AIM OF THE TASK =>
Show every line in the rows below that contains the string "green". Letter case matters.

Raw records
━━━━━━━━━━

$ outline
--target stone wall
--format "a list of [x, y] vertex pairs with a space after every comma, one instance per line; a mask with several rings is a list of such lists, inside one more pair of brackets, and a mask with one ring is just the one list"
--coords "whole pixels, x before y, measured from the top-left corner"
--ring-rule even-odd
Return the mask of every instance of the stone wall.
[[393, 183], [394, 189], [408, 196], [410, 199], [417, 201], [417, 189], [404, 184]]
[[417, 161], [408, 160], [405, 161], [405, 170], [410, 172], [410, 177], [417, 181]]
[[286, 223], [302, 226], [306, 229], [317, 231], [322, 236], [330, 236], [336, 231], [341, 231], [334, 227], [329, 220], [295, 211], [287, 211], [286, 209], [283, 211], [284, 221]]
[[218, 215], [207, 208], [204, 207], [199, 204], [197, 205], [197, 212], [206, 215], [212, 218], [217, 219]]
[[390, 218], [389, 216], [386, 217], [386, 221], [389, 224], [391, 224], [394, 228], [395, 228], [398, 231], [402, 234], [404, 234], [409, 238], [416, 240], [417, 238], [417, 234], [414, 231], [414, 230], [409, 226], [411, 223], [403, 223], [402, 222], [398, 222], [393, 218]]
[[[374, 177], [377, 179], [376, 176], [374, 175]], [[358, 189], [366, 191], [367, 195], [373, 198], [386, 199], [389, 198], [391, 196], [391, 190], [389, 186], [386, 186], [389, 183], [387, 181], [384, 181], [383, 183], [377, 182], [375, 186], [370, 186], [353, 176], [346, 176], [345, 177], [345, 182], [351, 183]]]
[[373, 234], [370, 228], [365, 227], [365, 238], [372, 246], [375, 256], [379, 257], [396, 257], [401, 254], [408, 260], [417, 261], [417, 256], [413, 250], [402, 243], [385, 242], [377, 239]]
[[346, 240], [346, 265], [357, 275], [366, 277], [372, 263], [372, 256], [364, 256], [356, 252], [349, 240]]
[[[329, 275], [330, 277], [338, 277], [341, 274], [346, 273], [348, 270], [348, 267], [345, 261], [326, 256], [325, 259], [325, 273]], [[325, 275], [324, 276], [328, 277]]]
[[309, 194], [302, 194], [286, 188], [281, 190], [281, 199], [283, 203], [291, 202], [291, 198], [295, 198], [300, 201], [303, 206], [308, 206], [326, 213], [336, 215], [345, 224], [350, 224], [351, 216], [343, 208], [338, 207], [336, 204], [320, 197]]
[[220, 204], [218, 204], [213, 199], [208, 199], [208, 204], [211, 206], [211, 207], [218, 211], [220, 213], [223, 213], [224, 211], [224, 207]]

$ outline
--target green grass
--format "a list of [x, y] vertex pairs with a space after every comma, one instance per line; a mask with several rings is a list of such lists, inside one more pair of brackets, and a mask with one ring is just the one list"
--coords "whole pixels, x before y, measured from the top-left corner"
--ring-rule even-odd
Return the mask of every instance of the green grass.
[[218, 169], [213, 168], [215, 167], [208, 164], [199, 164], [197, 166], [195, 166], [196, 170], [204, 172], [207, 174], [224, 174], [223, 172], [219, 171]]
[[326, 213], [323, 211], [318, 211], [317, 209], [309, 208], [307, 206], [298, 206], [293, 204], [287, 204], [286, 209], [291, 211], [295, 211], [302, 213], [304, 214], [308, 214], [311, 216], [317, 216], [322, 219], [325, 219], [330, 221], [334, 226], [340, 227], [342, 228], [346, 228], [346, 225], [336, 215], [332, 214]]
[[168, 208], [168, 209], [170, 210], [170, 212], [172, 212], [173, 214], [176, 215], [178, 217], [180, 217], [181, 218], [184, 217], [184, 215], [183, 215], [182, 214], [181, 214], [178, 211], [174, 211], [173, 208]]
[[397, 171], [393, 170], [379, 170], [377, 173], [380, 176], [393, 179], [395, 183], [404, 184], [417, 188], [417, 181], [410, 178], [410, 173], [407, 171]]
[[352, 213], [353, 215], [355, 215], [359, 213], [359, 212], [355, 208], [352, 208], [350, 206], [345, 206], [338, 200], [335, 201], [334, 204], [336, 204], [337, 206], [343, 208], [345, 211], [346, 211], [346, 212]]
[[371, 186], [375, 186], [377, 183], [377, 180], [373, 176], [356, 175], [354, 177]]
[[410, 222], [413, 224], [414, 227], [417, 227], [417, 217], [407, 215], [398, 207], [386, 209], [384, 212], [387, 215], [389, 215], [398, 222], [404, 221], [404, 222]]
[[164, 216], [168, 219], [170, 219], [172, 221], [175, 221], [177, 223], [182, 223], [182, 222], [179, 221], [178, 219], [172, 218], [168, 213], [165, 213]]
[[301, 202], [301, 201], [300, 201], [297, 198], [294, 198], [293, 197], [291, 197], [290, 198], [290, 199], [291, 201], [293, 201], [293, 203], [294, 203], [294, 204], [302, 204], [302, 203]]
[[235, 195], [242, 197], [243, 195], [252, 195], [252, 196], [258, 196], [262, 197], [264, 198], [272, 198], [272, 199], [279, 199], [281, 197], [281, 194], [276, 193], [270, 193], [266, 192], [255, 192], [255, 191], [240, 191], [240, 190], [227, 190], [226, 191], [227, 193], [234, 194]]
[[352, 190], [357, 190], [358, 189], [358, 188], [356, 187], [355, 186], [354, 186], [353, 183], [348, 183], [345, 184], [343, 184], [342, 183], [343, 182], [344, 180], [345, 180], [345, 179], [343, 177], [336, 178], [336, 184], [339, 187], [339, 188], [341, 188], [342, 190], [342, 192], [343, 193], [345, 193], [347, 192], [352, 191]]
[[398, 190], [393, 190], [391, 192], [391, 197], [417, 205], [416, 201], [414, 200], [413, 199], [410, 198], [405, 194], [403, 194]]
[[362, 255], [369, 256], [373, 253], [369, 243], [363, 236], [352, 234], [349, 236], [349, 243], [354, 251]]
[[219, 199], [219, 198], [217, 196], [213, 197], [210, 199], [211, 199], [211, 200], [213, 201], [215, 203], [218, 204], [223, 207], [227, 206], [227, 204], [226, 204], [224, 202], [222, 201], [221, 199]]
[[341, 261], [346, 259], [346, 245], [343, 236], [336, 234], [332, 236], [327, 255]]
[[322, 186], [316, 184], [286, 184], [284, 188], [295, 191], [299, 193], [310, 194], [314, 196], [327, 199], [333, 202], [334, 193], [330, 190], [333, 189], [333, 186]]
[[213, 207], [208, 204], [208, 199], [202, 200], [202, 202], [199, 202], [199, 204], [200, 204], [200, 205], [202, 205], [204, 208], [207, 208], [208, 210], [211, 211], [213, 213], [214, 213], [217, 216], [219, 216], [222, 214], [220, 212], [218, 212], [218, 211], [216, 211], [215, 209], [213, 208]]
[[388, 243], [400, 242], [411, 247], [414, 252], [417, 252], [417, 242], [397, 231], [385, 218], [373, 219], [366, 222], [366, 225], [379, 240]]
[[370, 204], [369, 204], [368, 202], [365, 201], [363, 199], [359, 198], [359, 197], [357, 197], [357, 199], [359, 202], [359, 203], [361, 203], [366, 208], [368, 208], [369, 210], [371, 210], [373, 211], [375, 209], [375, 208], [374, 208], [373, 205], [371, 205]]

━━━━━━━━━━

WRITTEN ANSWER =>
--target green grass
Return the mask of every instance of the green grass.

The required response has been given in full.